*** Task input Section Begins ***

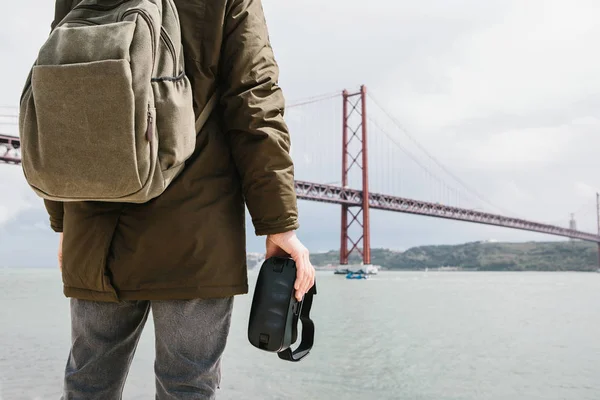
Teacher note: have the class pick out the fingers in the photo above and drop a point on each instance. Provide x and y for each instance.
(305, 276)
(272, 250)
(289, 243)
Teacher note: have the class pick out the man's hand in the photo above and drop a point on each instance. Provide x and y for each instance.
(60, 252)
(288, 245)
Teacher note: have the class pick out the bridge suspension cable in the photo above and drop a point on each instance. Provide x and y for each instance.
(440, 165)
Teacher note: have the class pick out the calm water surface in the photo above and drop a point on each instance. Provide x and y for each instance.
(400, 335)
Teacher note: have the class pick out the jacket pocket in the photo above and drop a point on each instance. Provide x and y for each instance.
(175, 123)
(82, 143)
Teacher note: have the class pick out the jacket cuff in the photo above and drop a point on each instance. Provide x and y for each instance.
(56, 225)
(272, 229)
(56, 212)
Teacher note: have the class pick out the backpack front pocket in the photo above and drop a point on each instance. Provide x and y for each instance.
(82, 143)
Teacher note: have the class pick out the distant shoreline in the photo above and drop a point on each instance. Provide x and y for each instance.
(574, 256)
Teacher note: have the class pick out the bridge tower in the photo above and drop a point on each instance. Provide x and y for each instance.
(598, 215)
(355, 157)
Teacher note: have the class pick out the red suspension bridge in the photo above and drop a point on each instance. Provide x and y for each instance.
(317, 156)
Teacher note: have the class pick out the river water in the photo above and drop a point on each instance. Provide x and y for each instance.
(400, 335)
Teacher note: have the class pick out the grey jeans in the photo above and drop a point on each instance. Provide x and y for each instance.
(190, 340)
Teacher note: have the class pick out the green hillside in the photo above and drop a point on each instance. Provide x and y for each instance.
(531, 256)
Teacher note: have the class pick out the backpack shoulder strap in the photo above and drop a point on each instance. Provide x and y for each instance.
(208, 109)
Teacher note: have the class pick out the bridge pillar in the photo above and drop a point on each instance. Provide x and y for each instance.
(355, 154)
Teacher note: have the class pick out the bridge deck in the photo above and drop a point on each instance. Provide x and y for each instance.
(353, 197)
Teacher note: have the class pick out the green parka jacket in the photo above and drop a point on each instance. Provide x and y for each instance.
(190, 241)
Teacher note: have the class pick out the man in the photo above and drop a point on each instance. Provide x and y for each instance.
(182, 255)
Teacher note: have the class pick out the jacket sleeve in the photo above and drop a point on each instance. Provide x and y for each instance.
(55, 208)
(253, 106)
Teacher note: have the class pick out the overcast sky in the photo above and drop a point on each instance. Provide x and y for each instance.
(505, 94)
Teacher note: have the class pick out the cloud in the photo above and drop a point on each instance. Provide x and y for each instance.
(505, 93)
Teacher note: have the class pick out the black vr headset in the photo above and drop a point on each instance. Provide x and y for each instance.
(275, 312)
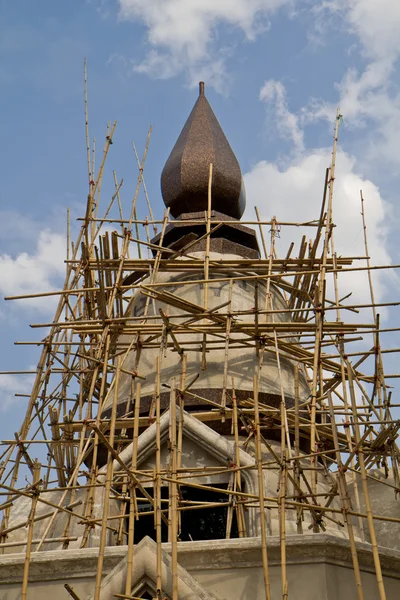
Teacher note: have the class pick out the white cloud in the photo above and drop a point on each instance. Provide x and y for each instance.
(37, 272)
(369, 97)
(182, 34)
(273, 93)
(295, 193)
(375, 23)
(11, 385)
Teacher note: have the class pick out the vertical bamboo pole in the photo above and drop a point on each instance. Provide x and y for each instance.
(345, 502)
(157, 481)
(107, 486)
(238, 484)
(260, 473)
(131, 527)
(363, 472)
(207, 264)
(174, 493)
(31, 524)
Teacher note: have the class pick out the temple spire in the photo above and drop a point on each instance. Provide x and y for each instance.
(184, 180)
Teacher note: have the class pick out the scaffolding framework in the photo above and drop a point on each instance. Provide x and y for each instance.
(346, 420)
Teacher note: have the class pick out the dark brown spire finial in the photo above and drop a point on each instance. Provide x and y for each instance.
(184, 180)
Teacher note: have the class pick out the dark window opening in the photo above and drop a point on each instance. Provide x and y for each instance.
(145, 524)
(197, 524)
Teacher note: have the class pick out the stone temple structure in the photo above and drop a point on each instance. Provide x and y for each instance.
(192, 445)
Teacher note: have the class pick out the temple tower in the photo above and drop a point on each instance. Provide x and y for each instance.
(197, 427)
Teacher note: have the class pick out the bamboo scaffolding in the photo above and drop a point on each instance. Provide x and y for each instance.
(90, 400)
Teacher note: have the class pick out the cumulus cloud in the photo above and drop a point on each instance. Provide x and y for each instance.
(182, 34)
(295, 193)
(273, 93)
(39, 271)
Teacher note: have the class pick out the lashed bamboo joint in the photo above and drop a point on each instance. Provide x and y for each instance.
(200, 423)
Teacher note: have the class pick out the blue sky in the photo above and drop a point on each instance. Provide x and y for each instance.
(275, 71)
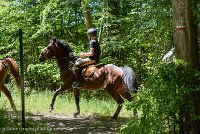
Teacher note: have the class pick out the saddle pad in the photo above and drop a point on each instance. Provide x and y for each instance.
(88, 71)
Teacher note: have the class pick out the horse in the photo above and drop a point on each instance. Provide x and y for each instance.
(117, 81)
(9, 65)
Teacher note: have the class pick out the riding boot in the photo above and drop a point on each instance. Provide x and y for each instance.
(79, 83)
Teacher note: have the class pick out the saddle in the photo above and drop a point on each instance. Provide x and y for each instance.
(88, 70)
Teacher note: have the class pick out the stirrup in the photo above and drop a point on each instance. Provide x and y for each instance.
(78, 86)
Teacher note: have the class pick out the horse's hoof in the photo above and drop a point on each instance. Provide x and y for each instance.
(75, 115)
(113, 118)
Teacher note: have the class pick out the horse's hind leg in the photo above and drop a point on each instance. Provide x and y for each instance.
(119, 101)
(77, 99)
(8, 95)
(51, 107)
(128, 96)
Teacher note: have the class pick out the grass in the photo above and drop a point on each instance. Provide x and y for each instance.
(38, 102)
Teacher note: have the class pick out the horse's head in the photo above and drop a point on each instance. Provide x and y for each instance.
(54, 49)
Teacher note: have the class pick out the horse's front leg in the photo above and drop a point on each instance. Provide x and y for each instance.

*** Task input Section Ends ***

_Your instructions_. All the lines above are to be reproduced exactly, except the pictures.

_Solution for this exercise_.
Teacher note: have the class pick out the fingers in the photo above and drop a point on each instance. Provide x and y for each instance.
(305, 276)
(272, 250)
(289, 243)
Teacher note: have the class pick out the man's hand in the photo above and drop a point on each instance. Provide x and y for each instance.
(60, 252)
(288, 245)
Teacher note: have the class pick out the bridge suspension cable in the photo above and drop a point on each instance. Provide x and y for each instance.
(440, 165)
Teacher note: have the class pick out the calm water surface in the photo above and drop a point on each instance. Provide x and y for each instance.
(400, 335)
Teacher note: have the class pick out the jacket pocket in the photo above and drop a point on each instance. Provide x and y for each instance.
(175, 123)
(82, 143)
Teacher note: have the class pick out the jacket cuff in the photo above and drop a point on each instance. Provide x and y for each instance.
(56, 225)
(272, 229)
(56, 212)
Teacher note: have the class pick out the backpack front pocket in the photo above and drop a point on each instance. Provide x and y for each instance.
(82, 143)
Teacher note: have the class pick out the distant shoreline in the photo above and drop a point on each instance. Provide x and y for each instance.
(574, 256)
Teacher note: have the class pick out the bridge tower in the photo above and drop a point on each instance. Provide x and y for each instance.
(598, 215)
(355, 157)
Teacher note: have the class pick out the red suspension bridge in the photo above and drop a point on each instance. Provide x and y for each instance.
(317, 156)
Teacher note: have the class pick out the river water in the photo above and drop a point on each instance. Provide x and y for each instance.
(400, 335)
Teacher note: have the class pick out the grey jeans in the photo above and drop a point on each instance. Provide x and y for each instance.
(190, 340)
Teacher note: have the class pick out the green hillside in the photo above and drop a point on each instance. Provide x and y for each instance.
(531, 256)
Teacher note: have the class pick out the backpack shoulder strap in the photo above and drop a point on each instance. Provide x and y for each instance.
(208, 109)
Teacher note: have the class pick out the bridge pillar in the photo above and drop a point on each instance. Provide x and y for each instance.
(355, 154)
Teacher note: have the class pick out the bridge deck in the photo above and drop a point on each instance. Provide x and y for each instance.
(353, 197)
Teacher note: have the class pick out the green parka jacket in the photo above and drop a point on each instance. Provide x and y for each instance.
(190, 241)
Teacher note: have the class pick out the man in the photo above and drop a point on each instance. Provide x and y for each instance.
(182, 255)
Teacher note: have the class pick out the jacket sleeve in the photo above and drop a point on each instance. Provide x and y for each instance.
(55, 208)
(253, 106)
Teacher note: have the class pick out the overcast sky in the photo above and drop a point on each instance. Provide x and y for each instance.
(505, 94)
Teacher note: have the class pick out the cloud in the photo above and drop a point on each instance. Provide x and y for each instance.
(505, 93)
Teacher note: have the class pick out the black vr headset in the photo above and drop a point on each instance. Provide x and y for each instance.
(275, 312)
Teacher note: have the class pick out the white cloud in the photo above and drop a point on each instance. Provide x and y for each instance.
(37, 272)
(369, 97)
(182, 34)
(273, 93)
(295, 193)
(375, 23)
(11, 385)
Teacher note: have the class pick out the vertical bamboo pole in the photo above and drop a point on each instance. Provide x and y for each instance.
(345, 502)
(157, 481)
(107, 486)
(238, 484)
(260, 473)
(131, 527)
(363, 472)
(207, 264)
(174, 493)
(31, 524)
Teacher note: have the class pick out the temple spire in the photo above and drop a point on each instance. Provide x and y for each instance.
(184, 180)
Teacher note: have the class pick out the scaffolding framework in the photo above and drop a point on each instance. Provide x and y for each instance.
(346, 420)
Teacher note: have the class pick out the dark brown spire finial in the photo above and drop a point on each instance. Provide x and y for each instance.
(184, 180)
Teacher note: have the class pick out the dark window opening in the photo above and drop a point on each instance. Provide x and y for each instance.
(145, 524)
(197, 524)
Teacher note: have the class pick out the stone temple structure in the photo above and drop a point on each instance. Provide x and y for each instance.
(192, 445)
Teacher note: have the class pick out the temple tower in the photo above and drop a point on each instance. Provide x and y for each instance.
(197, 427)
Teacher note: have the class pick out the bamboo scaffolding in the photo above and drop a point on each instance. Provide x and y for each instance.
(90, 400)
Teacher note: have the class pick out the cumulus cloud in the photo above and drop a point on each instance. Provide x and y for each instance.
(182, 34)
(295, 193)
(273, 93)
(39, 271)
Teacher note: have the class pick out the lashed bamboo joint in the photo above and drop a point on each instance. Provide x and y for each instance.
(200, 423)
Teacher note: have the class pick out the blue sky in the photo above and drop a point on each instance. Provide x and y for each instance.
(275, 71)
Teacher note: have the class pick out the saddle pad in the photo above and drop a point on each instance. Provide x and y for each instance.
(88, 71)
Teacher note: have the class pick out the horse in the photo above and drop a point on each instance. Provide x and y for each instance.
(117, 81)
(9, 65)
Teacher note: have the class pick out the riding boot in the photo above and drop a point on each instance. Provide x and y for each instance.
(79, 83)
Teacher note: have the class pick out the saddle in the photo above and drop a point on each instance. Provide x and y for each instance.
(88, 70)
Teacher note: have the class pick out the stirrup in the photo above and drop a point on each instance. Provide x and y for each instance.
(78, 86)
Teacher note: have the class pick out the horse's hoof in the photo above and drop a point on each instance. Provide x and y for each instance.
(75, 115)
(113, 118)
Teacher note: have the class pick out the horse's hind leg in the photo above and drop a point on each instance. Provide x and y for each instance.
(119, 101)
(77, 99)
(8, 95)
(51, 107)
(128, 96)
Teacher note: have the class pick out the grass in the photo above and drop a point on each instance. Provide x and y for each instance.
(38, 102)
Teacher note: have the class pick out the horse's head in the photo above and drop a point on each instance. Provide x and y for each instance.
(54, 49)
Teacher note: have the class pick out the horse's front leg in the photo above and drop a point on each instance. Provide x and y for each instance.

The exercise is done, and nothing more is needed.